Dio entra nella vita dell’uomo o di una donna e compie un giudizio di salvezza che richiede la conversione. Gli apostoli si spaventano, quando accolgono Gesù nella barca, ma finalmente la barca incomincia a procedere e a raggiungere la riva.
Un grande tema che ritorna nel Tempo di Pasqua è semplice e fondamentale: i discepoli non riconoscono il Risorto… E la preoccupazione di Luca e di Giovanni – ma soprattutto dell’evangelista Luca – è “fondare” le apparizioni che sono la catechesi che il Risorto fa alla sua comunità, ai discepoli, per far capire loro cosa è successo.
Gesù risorto si nasconde così nel pellegrino dei due di Emmaus, nell’ortolano della Maddalena, nell’uomo che sta sulla riva del lago e sta accendendo un fuoco per poter dare il cibo a quelli che stanno pescando. Il Risorto ha voluto rendere certa la comunità che lui era proprio il Risorto.

________

Lavoro da fare: Ricopia esattamente il tratto del brano sul Risorto che si apre con le parole "Gesù risorto si" e si chiude con "proprio il Risorto.".

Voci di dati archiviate

________

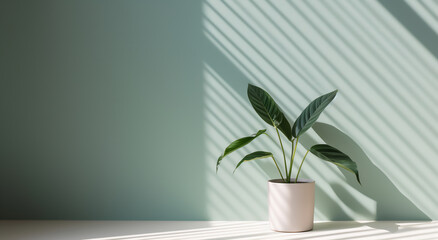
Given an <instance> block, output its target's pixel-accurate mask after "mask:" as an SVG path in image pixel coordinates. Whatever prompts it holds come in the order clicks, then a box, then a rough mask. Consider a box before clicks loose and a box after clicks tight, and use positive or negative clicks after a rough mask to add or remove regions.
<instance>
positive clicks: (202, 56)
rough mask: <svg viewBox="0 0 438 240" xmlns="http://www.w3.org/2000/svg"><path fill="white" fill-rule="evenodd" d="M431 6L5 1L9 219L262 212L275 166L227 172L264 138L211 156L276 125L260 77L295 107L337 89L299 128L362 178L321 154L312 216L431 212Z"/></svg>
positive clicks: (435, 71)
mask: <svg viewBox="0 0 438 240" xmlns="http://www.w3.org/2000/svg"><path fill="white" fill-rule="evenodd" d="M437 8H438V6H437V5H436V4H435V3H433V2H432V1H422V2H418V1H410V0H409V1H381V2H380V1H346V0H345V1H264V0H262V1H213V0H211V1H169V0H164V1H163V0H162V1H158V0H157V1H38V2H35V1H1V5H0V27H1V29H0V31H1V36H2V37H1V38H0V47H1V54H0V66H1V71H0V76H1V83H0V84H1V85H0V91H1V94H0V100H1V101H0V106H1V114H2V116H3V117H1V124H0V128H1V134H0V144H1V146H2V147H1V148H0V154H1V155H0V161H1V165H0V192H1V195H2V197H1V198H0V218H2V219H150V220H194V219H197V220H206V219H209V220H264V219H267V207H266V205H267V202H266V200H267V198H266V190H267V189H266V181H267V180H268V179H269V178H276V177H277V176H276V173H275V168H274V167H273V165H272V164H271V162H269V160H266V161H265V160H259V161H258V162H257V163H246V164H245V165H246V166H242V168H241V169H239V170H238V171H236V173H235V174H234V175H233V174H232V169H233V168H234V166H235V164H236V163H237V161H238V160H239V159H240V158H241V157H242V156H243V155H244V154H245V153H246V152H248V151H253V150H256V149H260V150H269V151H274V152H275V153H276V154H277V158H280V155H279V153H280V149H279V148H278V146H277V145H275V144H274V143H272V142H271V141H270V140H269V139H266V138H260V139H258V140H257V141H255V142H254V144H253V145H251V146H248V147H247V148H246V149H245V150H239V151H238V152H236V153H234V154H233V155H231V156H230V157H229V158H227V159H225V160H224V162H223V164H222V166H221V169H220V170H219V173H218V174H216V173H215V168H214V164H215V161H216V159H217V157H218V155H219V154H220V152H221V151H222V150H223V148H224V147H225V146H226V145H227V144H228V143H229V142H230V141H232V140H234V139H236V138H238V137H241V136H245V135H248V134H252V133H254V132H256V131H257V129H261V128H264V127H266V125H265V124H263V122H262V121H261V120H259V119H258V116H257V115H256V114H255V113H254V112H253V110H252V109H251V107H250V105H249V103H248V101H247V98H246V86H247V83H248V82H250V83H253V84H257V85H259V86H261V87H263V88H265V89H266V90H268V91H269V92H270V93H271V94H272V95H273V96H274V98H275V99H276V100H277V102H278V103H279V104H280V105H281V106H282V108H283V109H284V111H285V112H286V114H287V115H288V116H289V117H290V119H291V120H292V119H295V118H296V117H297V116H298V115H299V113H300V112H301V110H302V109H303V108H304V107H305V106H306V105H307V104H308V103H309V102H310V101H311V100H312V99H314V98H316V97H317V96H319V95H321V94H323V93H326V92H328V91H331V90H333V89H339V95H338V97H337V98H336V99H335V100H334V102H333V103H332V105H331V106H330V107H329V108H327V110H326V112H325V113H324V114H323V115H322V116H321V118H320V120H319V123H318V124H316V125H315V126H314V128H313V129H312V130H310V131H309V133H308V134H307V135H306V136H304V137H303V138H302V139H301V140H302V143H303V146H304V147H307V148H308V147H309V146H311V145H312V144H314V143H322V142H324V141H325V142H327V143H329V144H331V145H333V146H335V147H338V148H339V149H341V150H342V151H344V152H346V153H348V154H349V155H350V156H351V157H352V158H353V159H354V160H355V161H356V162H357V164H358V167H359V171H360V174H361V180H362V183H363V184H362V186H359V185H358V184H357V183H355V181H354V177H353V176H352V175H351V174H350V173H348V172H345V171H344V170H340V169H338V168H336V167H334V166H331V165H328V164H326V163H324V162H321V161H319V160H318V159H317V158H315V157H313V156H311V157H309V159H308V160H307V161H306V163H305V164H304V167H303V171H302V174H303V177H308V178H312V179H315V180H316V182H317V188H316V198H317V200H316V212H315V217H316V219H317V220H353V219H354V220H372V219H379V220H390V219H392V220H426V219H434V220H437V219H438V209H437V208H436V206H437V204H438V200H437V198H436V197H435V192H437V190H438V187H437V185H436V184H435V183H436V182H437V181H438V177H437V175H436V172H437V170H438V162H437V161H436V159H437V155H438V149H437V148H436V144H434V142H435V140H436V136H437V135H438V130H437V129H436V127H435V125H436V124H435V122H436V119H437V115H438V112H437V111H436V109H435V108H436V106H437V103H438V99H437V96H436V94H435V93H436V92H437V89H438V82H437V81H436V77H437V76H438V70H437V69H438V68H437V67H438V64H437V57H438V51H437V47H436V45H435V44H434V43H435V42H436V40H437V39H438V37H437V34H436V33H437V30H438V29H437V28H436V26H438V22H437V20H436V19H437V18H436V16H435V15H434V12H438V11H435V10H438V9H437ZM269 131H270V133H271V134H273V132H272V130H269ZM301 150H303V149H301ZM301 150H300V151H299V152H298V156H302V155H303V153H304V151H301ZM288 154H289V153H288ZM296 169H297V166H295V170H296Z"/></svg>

________

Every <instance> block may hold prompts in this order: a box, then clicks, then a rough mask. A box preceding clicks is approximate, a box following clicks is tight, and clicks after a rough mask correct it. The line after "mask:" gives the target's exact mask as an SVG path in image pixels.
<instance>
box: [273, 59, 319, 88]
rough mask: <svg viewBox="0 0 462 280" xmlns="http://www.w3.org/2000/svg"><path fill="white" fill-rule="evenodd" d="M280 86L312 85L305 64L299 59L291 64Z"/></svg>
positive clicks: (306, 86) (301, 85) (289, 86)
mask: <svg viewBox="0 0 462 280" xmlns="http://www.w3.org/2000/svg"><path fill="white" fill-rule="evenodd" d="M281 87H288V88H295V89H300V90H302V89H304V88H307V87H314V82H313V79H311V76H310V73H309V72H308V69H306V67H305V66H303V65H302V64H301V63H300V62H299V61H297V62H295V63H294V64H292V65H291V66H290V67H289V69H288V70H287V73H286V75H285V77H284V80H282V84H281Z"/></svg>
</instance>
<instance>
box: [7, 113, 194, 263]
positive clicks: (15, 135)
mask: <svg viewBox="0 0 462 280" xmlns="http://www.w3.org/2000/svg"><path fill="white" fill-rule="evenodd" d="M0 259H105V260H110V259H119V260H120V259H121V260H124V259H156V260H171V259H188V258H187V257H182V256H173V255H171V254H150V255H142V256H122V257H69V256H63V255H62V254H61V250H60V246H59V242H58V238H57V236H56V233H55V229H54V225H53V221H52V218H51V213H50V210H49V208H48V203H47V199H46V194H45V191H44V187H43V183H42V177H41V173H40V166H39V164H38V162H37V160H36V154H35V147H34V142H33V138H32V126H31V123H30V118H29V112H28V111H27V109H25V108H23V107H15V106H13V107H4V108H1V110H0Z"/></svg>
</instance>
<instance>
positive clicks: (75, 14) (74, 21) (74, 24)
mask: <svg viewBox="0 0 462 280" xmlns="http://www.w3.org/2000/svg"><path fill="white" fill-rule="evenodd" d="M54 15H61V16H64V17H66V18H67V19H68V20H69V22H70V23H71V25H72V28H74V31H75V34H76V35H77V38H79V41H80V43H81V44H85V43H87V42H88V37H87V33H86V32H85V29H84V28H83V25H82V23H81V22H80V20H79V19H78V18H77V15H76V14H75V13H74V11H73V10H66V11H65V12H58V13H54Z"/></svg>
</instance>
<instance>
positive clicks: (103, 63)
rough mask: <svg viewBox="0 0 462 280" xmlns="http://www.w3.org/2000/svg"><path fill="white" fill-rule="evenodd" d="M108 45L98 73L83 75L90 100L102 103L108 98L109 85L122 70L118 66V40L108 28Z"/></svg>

________

Soluzione del compito:
Gesù risorto si nasconde così nel pellegrino dei due di Emmaus, nell’ortolano della Maddalena, nell’uomo che sta sulla riva del lago e sta accendendo un fuoco per poter dare il cibo a quelli che stanno pescando. Il Risorto ha voluto rendere certa la comunità che lui era proprio il Risorto.